> _STATED PROBLEM_
Reproduce the stretch from the line containing "chunk, that would be most appreciated." through the line containing "[[[265,153],[261,161],[268,160],[282,169],[282,148],[277,148]]]", changing "ice chunk" to "ice block" and keeping everything else unchanged.

> _THE DATA_

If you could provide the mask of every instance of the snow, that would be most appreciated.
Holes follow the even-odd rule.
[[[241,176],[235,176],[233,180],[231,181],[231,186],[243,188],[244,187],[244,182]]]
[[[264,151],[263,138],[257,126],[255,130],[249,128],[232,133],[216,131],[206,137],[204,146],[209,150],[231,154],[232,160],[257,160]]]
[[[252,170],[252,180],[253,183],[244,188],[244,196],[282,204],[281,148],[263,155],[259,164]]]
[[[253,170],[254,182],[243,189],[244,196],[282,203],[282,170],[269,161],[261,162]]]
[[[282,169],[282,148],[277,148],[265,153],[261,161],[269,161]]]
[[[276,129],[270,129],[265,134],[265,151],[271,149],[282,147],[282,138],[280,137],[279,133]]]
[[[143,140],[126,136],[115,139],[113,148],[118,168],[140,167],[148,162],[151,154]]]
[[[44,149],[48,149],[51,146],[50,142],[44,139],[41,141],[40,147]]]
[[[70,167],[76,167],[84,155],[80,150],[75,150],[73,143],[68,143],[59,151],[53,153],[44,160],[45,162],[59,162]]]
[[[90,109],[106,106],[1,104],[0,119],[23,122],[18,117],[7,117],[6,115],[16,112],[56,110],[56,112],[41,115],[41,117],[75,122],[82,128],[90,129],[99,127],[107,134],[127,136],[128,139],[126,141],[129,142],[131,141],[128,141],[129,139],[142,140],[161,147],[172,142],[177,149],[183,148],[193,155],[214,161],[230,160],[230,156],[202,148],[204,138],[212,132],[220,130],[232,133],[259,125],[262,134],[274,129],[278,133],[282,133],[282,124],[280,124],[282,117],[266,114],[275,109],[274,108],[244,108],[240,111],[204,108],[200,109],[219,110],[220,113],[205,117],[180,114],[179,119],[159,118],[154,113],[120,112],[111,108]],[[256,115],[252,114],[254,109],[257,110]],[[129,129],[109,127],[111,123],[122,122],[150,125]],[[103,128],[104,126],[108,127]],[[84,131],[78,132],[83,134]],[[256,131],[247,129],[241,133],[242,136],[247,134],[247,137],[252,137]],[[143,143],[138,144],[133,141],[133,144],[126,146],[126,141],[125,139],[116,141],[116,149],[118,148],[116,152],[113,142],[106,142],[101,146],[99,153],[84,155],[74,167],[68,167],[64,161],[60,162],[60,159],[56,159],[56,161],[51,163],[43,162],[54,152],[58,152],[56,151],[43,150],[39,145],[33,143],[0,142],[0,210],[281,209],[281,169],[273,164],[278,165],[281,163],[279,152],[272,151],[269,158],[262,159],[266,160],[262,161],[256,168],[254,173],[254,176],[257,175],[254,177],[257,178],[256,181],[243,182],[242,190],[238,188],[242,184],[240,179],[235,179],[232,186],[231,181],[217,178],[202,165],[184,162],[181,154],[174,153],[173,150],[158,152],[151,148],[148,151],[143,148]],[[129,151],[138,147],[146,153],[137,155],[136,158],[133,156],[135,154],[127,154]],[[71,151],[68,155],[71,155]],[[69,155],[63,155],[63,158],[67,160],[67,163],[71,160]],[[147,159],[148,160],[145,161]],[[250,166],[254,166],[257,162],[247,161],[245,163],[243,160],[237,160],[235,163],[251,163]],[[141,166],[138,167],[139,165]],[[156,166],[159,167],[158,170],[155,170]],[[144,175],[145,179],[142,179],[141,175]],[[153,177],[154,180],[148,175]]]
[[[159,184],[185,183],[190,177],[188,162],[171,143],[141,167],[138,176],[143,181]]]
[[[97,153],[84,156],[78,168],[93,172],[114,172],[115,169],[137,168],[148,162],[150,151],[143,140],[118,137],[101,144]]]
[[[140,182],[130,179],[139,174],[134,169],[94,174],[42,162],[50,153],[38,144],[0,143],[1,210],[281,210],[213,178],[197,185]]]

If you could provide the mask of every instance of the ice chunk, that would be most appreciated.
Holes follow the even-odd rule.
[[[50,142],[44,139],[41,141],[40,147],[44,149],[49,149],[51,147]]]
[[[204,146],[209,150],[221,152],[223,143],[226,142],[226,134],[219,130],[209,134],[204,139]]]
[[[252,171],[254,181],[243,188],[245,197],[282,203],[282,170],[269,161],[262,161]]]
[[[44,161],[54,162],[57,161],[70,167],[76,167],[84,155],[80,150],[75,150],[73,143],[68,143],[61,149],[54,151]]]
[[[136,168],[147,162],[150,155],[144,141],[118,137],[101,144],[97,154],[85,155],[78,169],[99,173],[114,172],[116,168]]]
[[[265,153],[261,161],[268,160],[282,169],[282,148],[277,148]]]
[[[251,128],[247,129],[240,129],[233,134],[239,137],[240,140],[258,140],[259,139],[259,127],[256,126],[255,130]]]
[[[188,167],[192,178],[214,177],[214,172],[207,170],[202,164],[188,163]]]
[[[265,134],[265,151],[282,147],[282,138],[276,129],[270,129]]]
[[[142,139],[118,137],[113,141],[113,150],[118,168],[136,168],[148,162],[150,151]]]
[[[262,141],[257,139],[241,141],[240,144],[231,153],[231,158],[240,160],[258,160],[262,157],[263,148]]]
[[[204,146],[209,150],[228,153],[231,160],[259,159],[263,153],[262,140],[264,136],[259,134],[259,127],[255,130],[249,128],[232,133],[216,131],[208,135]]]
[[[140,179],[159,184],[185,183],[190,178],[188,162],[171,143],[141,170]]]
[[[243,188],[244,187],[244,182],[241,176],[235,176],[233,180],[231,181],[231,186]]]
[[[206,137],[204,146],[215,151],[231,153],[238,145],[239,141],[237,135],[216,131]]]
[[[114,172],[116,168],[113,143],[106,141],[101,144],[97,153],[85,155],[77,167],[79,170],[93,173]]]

> _ANSWER IN FULL_
If you could provide the mask of every instance of the ice block, that would be most appreciated.
Holes follow the even-odd rule.
[[[50,142],[44,139],[41,141],[40,147],[44,149],[49,149],[51,147]]]
[[[204,146],[209,150],[221,152],[223,143],[226,142],[226,134],[219,130],[209,134],[204,139]]]
[[[252,171],[254,181],[243,188],[245,197],[282,203],[282,170],[269,161],[262,161]]]
[[[44,161],[54,162],[57,161],[70,167],[76,167],[84,155],[80,150],[75,150],[73,143],[68,143],[61,149],[54,151]]]
[[[136,168],[147,162],[150,155],[144,141],[118,137],[101,144],[97,154],[85,155],[78,169],[99,173],[114,172],[116,168]]]
[[[265,153],[261,161],[268,160],[282,169],[282,148],[277,148]]]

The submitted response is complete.